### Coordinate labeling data
:::::
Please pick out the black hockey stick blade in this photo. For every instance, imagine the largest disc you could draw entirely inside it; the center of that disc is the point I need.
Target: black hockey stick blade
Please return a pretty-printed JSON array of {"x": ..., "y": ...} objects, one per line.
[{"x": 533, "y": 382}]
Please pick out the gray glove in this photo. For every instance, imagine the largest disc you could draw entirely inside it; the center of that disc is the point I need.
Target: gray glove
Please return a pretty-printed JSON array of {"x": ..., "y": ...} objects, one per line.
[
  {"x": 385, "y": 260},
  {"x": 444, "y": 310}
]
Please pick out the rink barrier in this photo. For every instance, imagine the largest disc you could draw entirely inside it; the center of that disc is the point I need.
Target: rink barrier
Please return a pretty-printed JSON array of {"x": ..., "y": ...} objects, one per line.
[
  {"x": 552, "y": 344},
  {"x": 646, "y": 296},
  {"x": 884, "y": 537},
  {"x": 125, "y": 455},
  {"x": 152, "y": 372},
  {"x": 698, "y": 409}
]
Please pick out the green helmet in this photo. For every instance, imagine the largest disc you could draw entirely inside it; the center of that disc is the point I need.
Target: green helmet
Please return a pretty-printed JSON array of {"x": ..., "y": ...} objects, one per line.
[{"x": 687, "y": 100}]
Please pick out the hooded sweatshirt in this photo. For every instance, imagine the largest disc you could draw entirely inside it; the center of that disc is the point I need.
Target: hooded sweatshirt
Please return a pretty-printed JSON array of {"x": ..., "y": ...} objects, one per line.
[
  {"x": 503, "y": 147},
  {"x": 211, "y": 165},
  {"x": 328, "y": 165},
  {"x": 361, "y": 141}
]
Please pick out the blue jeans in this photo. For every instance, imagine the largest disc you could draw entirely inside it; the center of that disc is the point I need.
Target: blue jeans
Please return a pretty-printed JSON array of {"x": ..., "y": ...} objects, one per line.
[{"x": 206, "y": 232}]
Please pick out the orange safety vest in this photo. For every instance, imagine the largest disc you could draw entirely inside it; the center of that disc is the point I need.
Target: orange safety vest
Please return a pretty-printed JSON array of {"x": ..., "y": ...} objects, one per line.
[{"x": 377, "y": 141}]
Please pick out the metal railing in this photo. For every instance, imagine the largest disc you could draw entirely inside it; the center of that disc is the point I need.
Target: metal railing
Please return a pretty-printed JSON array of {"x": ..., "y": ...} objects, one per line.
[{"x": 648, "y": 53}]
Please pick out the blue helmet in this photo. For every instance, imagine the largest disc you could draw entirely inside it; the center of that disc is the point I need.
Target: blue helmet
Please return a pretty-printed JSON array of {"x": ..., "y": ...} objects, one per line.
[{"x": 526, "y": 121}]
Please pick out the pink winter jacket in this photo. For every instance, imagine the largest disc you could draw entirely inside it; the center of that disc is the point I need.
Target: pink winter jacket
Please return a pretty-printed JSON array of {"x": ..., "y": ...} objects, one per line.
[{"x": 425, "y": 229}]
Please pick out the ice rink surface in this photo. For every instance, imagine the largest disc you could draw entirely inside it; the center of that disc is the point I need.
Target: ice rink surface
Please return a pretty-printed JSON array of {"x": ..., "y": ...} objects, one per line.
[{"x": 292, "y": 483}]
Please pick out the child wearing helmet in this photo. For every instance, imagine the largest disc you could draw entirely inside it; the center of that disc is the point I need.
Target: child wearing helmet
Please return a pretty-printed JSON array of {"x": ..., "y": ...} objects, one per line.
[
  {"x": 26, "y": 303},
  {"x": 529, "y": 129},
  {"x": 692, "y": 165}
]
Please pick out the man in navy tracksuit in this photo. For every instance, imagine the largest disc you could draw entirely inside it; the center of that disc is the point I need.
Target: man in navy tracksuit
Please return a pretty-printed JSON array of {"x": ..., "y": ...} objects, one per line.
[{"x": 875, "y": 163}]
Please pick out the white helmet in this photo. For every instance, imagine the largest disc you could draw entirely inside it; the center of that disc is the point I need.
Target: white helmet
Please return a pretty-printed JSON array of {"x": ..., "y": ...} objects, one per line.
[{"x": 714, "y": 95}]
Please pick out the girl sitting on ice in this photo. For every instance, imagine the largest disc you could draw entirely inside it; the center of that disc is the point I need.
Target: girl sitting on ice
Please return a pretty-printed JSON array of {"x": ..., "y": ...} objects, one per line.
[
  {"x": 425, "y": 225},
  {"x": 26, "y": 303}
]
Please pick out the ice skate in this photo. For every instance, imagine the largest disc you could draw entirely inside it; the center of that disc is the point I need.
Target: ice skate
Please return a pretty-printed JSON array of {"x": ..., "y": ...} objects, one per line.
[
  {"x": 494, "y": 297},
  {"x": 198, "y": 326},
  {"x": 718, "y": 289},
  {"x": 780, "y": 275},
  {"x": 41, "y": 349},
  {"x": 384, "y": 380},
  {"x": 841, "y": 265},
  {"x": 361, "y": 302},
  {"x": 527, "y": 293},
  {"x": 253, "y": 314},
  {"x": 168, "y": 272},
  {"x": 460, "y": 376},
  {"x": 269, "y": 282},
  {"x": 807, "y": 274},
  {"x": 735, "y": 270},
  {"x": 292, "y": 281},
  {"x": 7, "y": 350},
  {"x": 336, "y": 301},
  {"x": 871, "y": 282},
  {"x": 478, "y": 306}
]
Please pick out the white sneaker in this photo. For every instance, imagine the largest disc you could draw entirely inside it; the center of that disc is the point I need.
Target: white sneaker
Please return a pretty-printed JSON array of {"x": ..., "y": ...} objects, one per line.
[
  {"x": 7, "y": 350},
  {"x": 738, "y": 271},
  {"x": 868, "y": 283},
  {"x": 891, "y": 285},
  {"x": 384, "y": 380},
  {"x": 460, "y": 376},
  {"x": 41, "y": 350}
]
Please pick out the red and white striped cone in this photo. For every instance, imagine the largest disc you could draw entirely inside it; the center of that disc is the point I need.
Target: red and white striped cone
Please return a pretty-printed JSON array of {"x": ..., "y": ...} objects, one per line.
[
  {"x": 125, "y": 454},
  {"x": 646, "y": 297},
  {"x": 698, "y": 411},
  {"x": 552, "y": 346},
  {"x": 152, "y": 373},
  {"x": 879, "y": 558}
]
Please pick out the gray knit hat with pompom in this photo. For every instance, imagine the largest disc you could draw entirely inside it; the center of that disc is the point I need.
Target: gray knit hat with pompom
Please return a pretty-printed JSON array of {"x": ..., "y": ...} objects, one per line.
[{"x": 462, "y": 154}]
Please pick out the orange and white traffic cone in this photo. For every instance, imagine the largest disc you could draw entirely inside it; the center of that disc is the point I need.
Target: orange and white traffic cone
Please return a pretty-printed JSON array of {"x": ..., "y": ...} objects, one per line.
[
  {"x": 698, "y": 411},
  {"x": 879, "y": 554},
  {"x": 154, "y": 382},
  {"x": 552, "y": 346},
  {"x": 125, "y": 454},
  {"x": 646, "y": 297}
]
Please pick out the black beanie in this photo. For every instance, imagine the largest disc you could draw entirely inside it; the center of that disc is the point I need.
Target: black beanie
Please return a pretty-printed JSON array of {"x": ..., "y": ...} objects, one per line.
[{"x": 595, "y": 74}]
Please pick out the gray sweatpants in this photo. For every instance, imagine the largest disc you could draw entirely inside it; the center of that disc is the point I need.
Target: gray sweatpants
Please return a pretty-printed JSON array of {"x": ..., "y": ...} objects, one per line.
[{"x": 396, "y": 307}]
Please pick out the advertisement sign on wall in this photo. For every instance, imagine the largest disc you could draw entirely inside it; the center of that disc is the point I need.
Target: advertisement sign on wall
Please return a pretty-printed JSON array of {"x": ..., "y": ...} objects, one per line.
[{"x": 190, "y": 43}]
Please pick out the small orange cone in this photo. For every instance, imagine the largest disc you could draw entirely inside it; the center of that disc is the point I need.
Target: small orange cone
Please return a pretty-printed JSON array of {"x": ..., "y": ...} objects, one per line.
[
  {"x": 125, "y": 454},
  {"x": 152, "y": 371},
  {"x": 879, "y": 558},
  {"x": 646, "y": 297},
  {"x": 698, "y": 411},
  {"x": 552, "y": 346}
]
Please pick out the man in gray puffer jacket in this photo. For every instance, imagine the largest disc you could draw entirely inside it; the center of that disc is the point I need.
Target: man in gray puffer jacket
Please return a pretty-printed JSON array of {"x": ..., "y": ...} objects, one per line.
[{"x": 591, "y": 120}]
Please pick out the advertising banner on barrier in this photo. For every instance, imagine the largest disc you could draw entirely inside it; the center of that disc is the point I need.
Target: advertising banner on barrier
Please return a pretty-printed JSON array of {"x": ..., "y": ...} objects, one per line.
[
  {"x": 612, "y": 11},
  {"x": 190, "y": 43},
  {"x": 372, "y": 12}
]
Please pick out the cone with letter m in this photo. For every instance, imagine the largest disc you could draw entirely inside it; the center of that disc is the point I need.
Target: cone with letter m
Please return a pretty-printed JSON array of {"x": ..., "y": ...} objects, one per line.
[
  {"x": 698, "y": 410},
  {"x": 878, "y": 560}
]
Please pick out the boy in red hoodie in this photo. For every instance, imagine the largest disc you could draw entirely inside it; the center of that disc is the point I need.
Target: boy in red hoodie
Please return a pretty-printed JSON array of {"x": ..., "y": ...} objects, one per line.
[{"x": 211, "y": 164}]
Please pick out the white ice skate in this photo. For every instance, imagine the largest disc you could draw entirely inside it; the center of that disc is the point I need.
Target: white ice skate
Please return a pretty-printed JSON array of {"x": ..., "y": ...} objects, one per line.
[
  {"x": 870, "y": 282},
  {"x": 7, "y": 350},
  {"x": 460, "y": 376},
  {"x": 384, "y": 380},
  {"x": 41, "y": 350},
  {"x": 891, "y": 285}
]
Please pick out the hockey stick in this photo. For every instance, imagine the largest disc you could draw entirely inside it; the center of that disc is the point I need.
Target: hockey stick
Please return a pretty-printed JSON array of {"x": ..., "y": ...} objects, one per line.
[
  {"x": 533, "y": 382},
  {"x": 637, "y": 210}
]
:::::
### GOAL OF THE EXERCISE
Turn the lines above, from the one containing "Please pick out the ice skate" through the one containing "Target: ice skate", into a numbered list, leaving out any blank lines.

### SOLUTION FOR THIS EXERCISE
1. Please pick out the ice skate in this photo. For every instance, imagine the largest disc you could draw entirely inside it; the center of that disc is the point I need.
2. Target: ice skate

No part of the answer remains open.